**EXCERPTED RECORDS**.

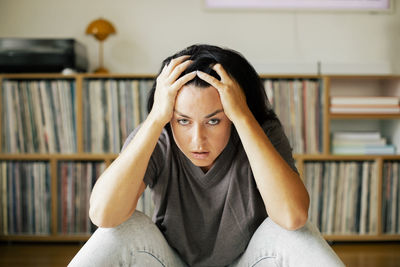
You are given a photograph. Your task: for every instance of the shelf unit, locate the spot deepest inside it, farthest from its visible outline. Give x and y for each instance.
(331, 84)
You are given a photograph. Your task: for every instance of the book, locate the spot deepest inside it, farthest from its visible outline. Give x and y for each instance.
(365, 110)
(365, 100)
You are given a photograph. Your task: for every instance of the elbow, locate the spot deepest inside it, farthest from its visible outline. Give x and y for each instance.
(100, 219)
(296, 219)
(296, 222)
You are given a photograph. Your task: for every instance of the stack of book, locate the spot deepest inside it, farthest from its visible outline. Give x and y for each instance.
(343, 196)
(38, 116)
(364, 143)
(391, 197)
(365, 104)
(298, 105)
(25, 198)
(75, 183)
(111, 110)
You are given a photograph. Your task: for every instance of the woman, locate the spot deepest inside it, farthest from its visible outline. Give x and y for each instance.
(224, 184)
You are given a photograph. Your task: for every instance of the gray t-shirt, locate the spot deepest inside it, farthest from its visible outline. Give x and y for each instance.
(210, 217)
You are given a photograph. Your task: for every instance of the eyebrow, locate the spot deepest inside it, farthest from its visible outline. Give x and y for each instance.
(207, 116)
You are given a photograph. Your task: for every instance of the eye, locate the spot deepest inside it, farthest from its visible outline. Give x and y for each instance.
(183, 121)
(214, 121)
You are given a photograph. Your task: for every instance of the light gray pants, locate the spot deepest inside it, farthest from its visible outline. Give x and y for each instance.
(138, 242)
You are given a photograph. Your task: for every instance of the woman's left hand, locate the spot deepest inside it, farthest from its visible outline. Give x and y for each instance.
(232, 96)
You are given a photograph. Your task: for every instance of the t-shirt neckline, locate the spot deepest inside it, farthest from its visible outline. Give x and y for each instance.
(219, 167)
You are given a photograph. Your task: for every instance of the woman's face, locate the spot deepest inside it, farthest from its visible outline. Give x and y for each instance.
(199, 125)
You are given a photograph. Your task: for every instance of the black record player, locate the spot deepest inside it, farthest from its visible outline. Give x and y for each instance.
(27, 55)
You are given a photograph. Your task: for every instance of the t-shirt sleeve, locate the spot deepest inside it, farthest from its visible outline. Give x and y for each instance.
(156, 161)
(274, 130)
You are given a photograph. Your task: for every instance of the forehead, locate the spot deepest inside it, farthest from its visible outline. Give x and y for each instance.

==

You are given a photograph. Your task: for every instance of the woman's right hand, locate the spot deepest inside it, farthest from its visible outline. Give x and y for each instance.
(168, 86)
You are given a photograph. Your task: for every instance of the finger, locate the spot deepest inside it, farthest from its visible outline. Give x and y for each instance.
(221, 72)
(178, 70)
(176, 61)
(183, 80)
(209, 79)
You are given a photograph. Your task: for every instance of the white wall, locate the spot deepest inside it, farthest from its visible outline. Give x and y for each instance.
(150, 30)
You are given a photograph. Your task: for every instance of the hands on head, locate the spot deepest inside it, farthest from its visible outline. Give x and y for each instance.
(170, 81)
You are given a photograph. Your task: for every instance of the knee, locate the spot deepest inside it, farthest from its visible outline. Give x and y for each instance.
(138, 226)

==

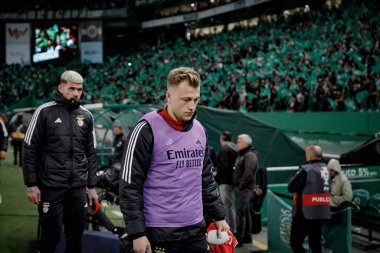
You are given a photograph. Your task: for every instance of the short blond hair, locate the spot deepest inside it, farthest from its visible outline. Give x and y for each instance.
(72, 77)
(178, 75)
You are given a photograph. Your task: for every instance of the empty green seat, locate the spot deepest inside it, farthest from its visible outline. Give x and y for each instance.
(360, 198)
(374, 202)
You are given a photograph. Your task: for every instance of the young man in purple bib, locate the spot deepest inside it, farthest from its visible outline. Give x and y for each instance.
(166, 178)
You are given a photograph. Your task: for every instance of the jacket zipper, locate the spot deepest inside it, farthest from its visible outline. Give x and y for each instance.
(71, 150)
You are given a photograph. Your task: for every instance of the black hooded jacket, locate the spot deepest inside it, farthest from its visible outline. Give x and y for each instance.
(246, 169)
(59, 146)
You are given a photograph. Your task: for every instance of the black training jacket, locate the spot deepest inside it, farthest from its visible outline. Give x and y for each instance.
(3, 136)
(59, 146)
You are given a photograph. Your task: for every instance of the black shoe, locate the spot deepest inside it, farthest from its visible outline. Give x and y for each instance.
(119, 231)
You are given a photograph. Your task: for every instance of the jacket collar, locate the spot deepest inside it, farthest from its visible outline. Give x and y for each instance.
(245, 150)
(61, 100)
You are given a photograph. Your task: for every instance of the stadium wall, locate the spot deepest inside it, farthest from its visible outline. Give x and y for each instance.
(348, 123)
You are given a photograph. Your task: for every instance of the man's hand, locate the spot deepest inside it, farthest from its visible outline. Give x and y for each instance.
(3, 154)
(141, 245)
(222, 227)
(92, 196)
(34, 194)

**AIM**. List every line in the entries above that contains the word "book".

**TASK RESULT**.
You are given a photograph. Your task: for every instance of the book, locate the spot deepest inside it, farthest from its visible outline. Give x and y for each instance.
You are given a photograph. Your task: for every instance of the stack of book, locate the spot deepest inside it, farthest from its visible outline. Give x and y for each instance.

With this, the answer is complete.